• DOCUMENT TEXT:
>> START

To make Canberra a world-class and diverse job environment the ACT Labor-Greens government should recognise more highly the value of private sector jobs and economic growth and shed its complacency towards the gift that is commonwealth government employment and procurement. Sensible approaches to bring this about would include promoting and supporting Canberra’s private sector, attracting and retaining ideas and talent, fostering a strong culture of entrepreneurship and creativity, and undertaking a serious red tape reduction program.
Unfortunately, retention is another problem we face with our educated population leaving for broader horizons for fear of lack of choice in the employment sector here. The approach our government currently pursues does not adequately celebrate Canberra’s many advantages—top-ranked universities, national cultural institutions, a highly educated population, natural and man-made beauty, and an enviable lifestyle.

>> END

• Coordinate annotation records:

>> START

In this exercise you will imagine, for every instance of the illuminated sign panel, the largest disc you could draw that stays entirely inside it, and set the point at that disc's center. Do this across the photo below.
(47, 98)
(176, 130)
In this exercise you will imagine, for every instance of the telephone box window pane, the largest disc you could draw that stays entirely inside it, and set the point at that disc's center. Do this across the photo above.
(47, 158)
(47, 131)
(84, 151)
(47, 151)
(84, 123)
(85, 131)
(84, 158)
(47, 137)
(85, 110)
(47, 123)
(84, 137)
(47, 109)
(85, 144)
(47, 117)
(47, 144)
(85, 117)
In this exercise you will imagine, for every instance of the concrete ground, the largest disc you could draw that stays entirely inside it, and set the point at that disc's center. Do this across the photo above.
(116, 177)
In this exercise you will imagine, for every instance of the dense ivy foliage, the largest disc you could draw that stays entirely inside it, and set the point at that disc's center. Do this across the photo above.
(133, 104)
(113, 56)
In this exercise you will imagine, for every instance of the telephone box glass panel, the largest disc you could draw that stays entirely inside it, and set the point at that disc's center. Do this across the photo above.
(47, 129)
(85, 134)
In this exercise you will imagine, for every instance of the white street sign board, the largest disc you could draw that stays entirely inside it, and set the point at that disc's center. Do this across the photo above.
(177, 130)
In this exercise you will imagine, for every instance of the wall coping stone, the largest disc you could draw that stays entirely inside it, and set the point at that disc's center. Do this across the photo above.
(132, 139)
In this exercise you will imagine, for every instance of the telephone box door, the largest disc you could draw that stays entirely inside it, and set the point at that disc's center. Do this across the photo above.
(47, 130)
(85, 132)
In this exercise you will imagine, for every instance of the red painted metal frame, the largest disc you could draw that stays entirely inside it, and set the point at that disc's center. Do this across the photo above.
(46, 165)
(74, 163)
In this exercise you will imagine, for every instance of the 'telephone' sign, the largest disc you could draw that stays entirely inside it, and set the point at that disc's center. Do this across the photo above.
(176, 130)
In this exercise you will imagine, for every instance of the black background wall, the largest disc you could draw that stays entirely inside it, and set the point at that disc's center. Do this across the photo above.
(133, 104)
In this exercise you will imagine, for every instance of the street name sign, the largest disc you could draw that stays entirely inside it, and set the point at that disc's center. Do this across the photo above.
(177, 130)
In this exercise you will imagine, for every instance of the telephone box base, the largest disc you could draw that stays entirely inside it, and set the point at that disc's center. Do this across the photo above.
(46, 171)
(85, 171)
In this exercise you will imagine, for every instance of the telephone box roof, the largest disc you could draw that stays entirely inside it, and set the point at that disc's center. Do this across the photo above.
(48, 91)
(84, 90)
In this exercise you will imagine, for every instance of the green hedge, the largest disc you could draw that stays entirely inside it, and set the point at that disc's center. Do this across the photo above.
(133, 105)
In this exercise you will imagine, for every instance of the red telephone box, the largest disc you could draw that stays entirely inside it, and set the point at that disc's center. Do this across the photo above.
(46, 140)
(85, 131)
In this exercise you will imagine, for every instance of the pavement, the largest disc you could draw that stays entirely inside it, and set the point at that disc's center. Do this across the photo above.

>> END

• WHAT TO DO: Can you edit the passage on Canberra's job environment by rewriting the part that begins at the words containing "Unfortunately, retention is" and stops after "an enviable lifestyle.", with "broader horizons" changed to "wider opportunities"?

• WORKED SOLUTION:
Unfortunately, retention is another problem we face with our educated population leaving for wider opportunities for fear of lack of choice in the employment sector here. The approach our government currently pursues does not adequately celebrate Canberra’s many advantages—top-ranked universities, national cultural institutions, a highly educated population, natural and man-made beauty, and an enviable lifestyle.